● Source document
BEGIN

So in the absence of sex, you are going to need ecological niche adaptation to keep the cluster from just randomly evaporating. Of course, few if any species are purely asexual in the sense that they don't ever exchange genes microbes have several mechanisms to do this even if they lack genders and fail to reproduce by any other means than division. Some genetic material can be exchanged through viral transportation, through picking up stray DNA in the medium after a cell has broken apart, or by deliberate insertion of small rings of DNA, called plasmids. "Horizontal" or "lateral" genetic transfer is probably as old as life itself. But while this might introduce some genetic variation into a population, it is selection for a local fitness peak that makes the genome not stray too far from that abstract genome biologists call the "wild type".

As sex becomes more frequent, rising from near zero recombination per generation up to the maximum of 50% exchanged for obligatorily sexual organisms, another factor comes into play. Increasingly, the compatibility of genomes, reproductive processes at the cellular, organ, and physiological level become important. In organisms with behavioural signalling (that is, with nervous systems and sensory organs), reproductive behaviours like calls and movements become important.

Sex acts to ensure that the organisms that can interbreed tend to be those whose genome and anatomy are consistent enough. I call this "reproductive reach": the closer two organisms are related to each other, the more likely they are within each other's reach as potential mates, and so the species is maintained by reproductive compatibility, and of course some ecological adaptation.

Consider lions and tigers. They separated from each other, evolutionarily, about 3.7 million years ago. They can interbreed, however, forming ligers (male lion, female tiger cross) and tiglons (male tiger, female lion cross). In the wild, though, they don't. Why not? In part it is ecology: lions are grassland cooperative hunters, while tigers are woodland individual hunters. They don't frequent the same bars as each other. But even when they do, they date differently. Tigers are in estrus only occasionally, while lions are polyestrous (the females are receptive, when they are not rearing their cubs, several times a year). Moreover, the genitalia are structured differently. So while it can happen, when lions and tigers share a geographical range, they tend not to interbreed. Ecology and reproductive reach keep them separate.

This is very similar to a definition of "species" by the geneticist Alan Templeton, who said that species were "the most inclusive population of individuals having the potential for phenotypic cohesion through intrinsic cohesion mechanisms", "that defines a species as the most inclusive group of organisms having the potential for genetic and/or demographic exchangeability." [1989, My emphasis.] "Genetic" exchangeability here means the ability to act in the same manner in reproduction - any two members of the species are (more or less) interchangeable. "Demographic" exchangeability means that any two members of the species behave the same, ecologically, behaviourally and so forth, and are interchangeable (more or less).

END

● Collected data
BEGIN

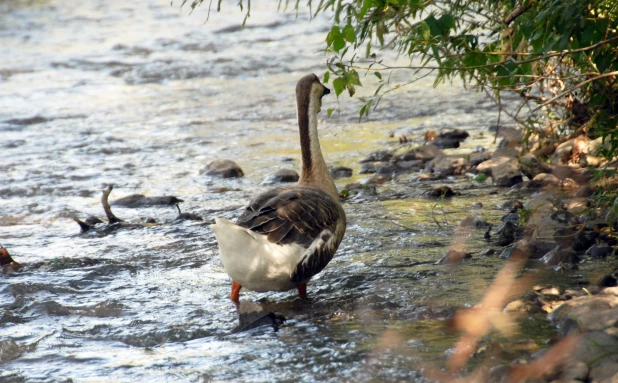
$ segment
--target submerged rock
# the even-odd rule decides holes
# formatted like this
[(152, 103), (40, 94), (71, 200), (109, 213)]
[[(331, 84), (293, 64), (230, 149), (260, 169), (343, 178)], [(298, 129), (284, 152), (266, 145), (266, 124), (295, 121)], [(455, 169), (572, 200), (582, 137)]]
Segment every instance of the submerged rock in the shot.
[(279, 182), (298, 182), (299, 175), (294, 169), (279, 169), (276, 173), (269, 175), (262, 182), (264, 185), (271, 185)]
[(232, 160), (214, 160), (206, 165), (200, 174), (221, 178), (238, 178), (245, 175), (240, 166)]
[(337, 166), (330, 168), (330, 175), (333, 178), (348, 178), (352, 177), (352, 169), (345, 166)]
[(184, 202), (175, 196), (146, 197), (143, 194), (131, 194), (126, 197), (111, 201), (112, 206), (122, 206), (128, 208), (150, 207), (150, 206), (172, 206)]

END

● Your assignment
Please quote the stretch of the passage on how species hold together, from "Sex acts to" through "some ecological adaptation.", word for word.

● Result of the task
Sex acts to ensure that the organisms that can interbreed tend to be those whose genome and anatomy are consistent enough. I call this "reproductive reach": the closer two organisms are related to each other, the more likely they are within each other's reach as potential mates, and so the species is maintained by reproductive compatibility, and of course some ecological adaptation.